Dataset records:
● ● ● ● ● ● ●
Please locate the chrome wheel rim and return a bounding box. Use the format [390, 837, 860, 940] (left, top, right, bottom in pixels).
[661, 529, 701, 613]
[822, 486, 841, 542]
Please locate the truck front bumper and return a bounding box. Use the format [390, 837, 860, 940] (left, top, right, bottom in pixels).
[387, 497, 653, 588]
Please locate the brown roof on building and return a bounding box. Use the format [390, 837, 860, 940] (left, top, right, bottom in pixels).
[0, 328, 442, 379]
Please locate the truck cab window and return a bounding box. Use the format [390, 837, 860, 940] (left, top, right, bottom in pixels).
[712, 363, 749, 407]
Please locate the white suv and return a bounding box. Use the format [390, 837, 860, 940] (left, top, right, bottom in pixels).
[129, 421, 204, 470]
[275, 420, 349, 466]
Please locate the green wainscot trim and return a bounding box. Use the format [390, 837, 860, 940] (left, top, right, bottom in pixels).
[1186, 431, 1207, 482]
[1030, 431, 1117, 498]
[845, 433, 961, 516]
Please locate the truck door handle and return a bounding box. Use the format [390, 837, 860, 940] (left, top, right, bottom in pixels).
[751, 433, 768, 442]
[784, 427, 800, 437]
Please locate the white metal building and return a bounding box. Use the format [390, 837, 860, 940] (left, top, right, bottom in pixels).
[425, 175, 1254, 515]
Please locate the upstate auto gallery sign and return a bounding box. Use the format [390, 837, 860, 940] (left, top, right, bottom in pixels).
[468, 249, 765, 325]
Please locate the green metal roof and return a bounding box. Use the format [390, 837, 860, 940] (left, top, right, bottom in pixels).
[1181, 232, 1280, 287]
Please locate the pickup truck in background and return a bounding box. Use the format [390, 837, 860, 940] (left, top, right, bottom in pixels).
● ● ● ● ● ● ●
* Problem statement:
Transcribe every line of the records exactly, please.

* Exercise output:
Please locate the chrome wheel rim and return a bounding box. Use the format [390, 837, 860, 940] (left, top, right, bottom in pixels).
[661, 529, 701, 613]
[822, 486, 841, 542]
Please locate the truck front bumper and return a bounding box. Use the format [390, 837, 860, 940] (left, top, right, bottom in pixels).
[387, 497, 653, 588]
Please locate the brown roof on building and return a bounding box. Use the format [390, 837, 860, 940] (left, top, right, bottom in pixels).
[0, 328, 442, 379]
Please locate the truck cab window and return a bounding box. Use the format [390, 837, 860, 940] (left, top, right, bottom in pixels).
[712, 363, 749, 407]
Please locate the white suv and return a bounding box. Use the format [390, 837, 860, 940] (left, top, right, bottom in pixels).
[129, 421, 204, 470]
[275, 420, 349, 466]
Please locate the green wainscot trim and return a bounding box. Use the format [390, 837, 860, 940] (left, top, right, bottom in pixels).
[1186, 431, 1207, 482]
[1030, 431, 1117, 498]
[845, 433, 961, 516]
Please locate the truck door handle and return a bounding box. Use the format [390, 837, 860, 940] (left, top, right, bottom in pixels).
[751, 433, 768, 442]
[784, 427, 800, 437]
Please locate the white metal building and return a bounding box. Use the format [390, 837, 860, 940] (left, top, right, bottom in pixels).
[425, 175, 1254, 515]
Please locate the upstate auto gallery sign and return a bounding box. Use the format [390, 837, 860, 940] (left, top, right, bottom in pixels).
[468, 249, 765, 325]
Please locate the green metal roof and return a bounding box. Use the format [390, 837, 860, 940] (left, top, right, bottom in pixels).
[1181, 232, 1280, 287]
Please locate the pickup truck in background and return a bounding box. Use the format [390, 837, 860, 940] (left, top, right, bottom in pixels).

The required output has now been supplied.